TASK GOAL —
Transcribe word for word the lines below from the line with "[[761, 385], [715, 937], [433, 747], [732, 497]]" through the line with "[[281, 58]]", ends included.
>>>
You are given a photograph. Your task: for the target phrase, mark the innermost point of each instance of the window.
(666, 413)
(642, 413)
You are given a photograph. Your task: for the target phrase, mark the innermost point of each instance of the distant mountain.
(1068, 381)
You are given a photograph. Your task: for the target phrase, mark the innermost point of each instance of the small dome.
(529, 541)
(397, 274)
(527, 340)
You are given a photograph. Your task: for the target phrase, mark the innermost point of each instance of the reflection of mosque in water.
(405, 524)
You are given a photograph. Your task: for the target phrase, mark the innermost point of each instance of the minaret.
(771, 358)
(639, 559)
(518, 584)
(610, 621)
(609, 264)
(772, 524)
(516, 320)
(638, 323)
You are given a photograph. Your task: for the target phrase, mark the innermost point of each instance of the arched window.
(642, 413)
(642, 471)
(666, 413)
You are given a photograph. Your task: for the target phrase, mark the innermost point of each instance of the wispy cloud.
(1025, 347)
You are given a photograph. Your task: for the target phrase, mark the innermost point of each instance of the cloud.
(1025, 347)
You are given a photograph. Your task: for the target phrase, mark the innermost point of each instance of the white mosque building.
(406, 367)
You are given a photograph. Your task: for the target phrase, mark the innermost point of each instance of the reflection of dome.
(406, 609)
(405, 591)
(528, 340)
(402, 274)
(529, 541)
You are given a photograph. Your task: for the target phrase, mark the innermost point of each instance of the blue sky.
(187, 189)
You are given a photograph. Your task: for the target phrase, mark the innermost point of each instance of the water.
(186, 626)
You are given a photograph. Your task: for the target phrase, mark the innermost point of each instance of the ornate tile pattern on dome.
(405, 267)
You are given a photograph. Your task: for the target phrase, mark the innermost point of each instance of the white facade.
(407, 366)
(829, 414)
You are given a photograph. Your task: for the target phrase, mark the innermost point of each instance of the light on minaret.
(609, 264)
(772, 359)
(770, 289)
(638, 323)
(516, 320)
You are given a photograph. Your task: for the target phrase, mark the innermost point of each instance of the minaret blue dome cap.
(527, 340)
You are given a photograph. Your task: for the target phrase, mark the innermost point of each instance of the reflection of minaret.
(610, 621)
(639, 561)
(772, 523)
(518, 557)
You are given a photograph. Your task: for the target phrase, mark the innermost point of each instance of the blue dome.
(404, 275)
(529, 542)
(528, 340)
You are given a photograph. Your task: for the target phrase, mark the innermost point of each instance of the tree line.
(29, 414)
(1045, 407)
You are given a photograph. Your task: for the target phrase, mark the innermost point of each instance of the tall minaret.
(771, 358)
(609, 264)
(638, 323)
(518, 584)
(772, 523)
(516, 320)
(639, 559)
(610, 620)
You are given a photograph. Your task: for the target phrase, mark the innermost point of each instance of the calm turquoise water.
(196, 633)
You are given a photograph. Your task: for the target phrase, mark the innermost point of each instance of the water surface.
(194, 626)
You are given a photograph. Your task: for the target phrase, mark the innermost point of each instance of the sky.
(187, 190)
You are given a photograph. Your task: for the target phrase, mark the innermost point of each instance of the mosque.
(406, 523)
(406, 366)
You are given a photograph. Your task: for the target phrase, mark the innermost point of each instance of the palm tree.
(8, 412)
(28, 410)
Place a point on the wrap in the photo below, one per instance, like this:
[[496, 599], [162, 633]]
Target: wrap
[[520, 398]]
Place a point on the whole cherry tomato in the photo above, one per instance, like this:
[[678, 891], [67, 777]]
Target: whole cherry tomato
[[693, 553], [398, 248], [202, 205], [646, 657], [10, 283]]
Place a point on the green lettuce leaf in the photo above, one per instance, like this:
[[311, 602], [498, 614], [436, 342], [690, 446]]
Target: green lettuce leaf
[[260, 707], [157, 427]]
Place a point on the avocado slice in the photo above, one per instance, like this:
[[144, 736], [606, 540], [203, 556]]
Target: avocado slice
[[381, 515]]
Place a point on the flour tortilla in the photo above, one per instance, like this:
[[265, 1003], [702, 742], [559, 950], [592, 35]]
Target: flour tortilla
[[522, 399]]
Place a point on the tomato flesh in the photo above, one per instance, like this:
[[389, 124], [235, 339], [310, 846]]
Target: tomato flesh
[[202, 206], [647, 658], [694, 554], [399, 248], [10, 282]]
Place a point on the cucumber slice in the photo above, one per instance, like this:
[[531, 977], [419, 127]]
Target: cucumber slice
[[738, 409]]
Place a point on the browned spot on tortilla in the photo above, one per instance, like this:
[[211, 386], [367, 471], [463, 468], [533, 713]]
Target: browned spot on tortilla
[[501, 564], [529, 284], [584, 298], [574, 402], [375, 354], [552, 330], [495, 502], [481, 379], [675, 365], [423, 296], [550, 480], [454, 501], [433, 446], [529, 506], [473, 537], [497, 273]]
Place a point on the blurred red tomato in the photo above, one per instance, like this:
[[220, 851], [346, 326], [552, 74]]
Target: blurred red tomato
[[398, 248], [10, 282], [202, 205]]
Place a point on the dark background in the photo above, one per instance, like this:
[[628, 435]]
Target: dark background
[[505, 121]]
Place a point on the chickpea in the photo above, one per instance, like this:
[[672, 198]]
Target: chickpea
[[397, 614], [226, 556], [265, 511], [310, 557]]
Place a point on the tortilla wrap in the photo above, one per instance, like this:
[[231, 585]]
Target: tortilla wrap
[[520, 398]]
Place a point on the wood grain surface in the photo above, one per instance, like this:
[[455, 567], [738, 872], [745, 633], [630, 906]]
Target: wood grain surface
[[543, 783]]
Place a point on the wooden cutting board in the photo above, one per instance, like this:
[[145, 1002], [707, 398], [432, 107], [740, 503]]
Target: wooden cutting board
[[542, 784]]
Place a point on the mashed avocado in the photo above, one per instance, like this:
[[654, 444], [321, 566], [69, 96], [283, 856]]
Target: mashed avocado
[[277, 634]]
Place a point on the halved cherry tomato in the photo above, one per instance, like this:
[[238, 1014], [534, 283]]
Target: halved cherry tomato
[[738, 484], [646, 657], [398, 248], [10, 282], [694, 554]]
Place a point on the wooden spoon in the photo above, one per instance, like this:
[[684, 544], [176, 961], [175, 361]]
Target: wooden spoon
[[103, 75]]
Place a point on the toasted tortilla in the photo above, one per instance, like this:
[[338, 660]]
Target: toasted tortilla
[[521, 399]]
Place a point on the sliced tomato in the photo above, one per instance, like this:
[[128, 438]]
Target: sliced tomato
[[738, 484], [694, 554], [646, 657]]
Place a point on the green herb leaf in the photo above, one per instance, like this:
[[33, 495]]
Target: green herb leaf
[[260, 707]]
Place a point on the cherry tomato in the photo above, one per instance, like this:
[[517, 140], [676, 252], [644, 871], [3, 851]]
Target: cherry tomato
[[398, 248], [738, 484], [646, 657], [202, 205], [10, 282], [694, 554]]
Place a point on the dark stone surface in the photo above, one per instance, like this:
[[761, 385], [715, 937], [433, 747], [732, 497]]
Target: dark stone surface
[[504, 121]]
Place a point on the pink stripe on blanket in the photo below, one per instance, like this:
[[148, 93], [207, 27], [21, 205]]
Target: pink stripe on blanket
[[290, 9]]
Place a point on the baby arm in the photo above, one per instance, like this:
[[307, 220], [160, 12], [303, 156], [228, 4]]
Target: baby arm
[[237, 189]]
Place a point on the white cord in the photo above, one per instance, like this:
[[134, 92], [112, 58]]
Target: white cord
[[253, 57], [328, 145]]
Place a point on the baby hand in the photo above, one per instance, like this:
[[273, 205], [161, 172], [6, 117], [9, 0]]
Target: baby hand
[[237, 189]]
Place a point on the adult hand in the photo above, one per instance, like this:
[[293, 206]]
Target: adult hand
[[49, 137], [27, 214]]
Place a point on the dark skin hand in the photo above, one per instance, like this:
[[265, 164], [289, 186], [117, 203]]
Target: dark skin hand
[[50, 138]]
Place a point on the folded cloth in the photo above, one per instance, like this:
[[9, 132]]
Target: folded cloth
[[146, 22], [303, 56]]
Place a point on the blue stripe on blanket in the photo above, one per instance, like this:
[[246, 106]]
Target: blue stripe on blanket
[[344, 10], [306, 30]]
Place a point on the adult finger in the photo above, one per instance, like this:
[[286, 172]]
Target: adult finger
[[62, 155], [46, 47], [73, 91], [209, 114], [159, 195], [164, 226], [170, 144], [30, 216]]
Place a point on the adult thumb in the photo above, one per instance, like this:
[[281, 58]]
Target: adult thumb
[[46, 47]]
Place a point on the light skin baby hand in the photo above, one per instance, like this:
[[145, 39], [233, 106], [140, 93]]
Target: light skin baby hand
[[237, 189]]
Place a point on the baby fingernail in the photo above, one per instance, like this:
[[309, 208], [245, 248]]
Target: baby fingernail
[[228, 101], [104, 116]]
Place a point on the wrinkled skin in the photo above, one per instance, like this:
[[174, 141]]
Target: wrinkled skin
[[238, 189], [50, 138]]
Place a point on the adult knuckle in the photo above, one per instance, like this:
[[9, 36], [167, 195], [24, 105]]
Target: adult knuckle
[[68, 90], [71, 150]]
<<<
PROBLEM SOLUTION —
[[761, 385], [715, 937], [433, 747], [732, 497]]
Target: dark stone surface
[[504, 121]]
Place a point on the pink stripe on blanket in the photo below, one per instance, like this:
[[148, 93], [207, 27], [21, 205]]
Target: pink stripe on blanket
[[290, 9]]
Place a point on the baby arm in the photo above, one per instance, like this:
[[307, 220], [160, 12], [303, 156], [228, 4]]
Target: baby arm
[[237, 189]]
Place a point on the white cord in the photo above, one per instance, like this:
[[134, 92], [112, 58]]
Target: white cord
[[253, 57], [328, 145]]
Place a point on the baby hand in the photo above, one per instance, like this:
[[273, 205], [161, 172], [6, 117], [9, 0]]
Target: baby hand
[[237, 189]]
Place a point on the adult hand in the photo above, one per instance, like this:
[[293, 206]]
Target: adult hand
[[49, 137], [27, 214]]
Place a point on the dark skin hand in the photo above, one per instance, like this:
[[265, 164], [289, 186], [117, 203]]
Target: dark skin hand
[[50, 138]]
Place a point on the folded cloth in the photo above, one per instance, like this:
[[9, 132]]
Target: folded cloth
[[146, 22], [303, 56]]
Place a point on the blue stripe on blanket in the photo above, one per instance, like this:
[[246, 106]]
Target: blue stripe on blanket
[[344, 10], [306, 30]]
Place a point on the adult finger in the photo above, one per instance, like this:
[[286, 172]]
Target: adult finger
[[62, 155], [46, 47], [73, 91], [209, 114], [159, 195], [164, 226], [170, 144], [30, 216]]
Place a point on the adult thumb in the photo above, one per instance, like this:
[[281, 58]]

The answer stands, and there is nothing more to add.